──────── Selected text

Brighton school an education ‘lab’
Teaching innovations sought
The Saint Columbkille Partnership School in Brighton will become a “laboratory school” for teachers and researchers, developing the best teaching methods to share with other urban Catholic schools across the country.
Through a new initiative with Boston College’s Lynch School of Education, the laboratory school expects to improve teacher training, research and professional development.
It is a next step for the Brighton Catholic school, where kids start learning Spanish in the third grade, where civics lessons are beginning to get integrated into prekindergarten classes and English language arts has a social justice focus.
“We’re like a teaching hospital. The ultimate goal is that we can be a solution for many other Catholic urban schools. We have a template and we can do the research,” said William Gartside, head of Saint Columbkille Partnership School, which teaches prekindergarten to eighth grade. “Teachers are also designers of the research and are given time to work on these problems with teams.”
“The most distinctive feature of a lab school relationship is the opportunity to do research,” said Lynch School Dean Stanton Wortham. “The lab school would allow for the exploration of innovative teaching ideas.”

────────────────
──────── Dataset records

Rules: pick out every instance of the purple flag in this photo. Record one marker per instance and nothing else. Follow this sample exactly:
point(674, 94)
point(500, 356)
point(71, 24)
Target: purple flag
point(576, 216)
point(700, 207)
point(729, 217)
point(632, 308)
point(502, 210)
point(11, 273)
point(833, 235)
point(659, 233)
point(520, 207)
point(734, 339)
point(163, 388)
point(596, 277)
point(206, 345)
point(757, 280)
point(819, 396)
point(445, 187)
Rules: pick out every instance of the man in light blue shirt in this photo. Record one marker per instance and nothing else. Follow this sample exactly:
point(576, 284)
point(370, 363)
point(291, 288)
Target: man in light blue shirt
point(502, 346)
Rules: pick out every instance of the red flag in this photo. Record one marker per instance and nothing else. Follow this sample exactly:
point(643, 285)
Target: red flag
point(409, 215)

────────────────

Exercise instructions:
A – Please reproduce, word for word, the part of the article on the Brighton lab school that opens with the words containing "Brighton school an" and closes with "social justice focus.".
B – According to the article on the Brighton lab school, which three areas does the laboratory school expect to improve?
C – Continue the article on the Brighton lab school from its final sentence.

Results for each task:
A –
Brighton school an education ‘lab’
Teaching innovations sought
The Saint Columbkille Partnership School in Brighton will become a “laboratory school” for teachers and researchers, developing the best teaching methods to share with other urban Catholic schools across the country.
Through a new initiative with Boston College’s Lynch School of Education, the laboratory school expects to improve teacher training, research and professional development.
It is a next step for the Brighton Catholic school, where kids start learning Spanish in the third grade, where civics lessons are beginning to get integrated into prekindergarten classes and English language arts has a social justice focus.

B – Teacher training, research and professional development.

C –
The first target is English language learning. This week, a steering committee was formed to develop teacher training for how best to teach students whose first language is not English. In September, teachers will get trained and start using the new practices they learn in the classroom.
The effort is already gaining interest from other schools, Gartside said. He has fielded questions from school leaders in New York City, Philadelphia and Milwaukee.
The new effort is part of a longstanding partnership between the two schools. Boston College, the Archdiocese of Boston and St. Columbkille in 2006 forged a partnership to save the Catholic school on the brink of closure. Since that time, the school has grown from 175 to 430 students, with a diverse student population of roughly 50 percent white, 23 percent Hispanic, 10 percent Asian and 10 percent black. Students speak 23 different languages.
“We are taking it to the next level. We can target research co-designed by the university and us,” Gartside said.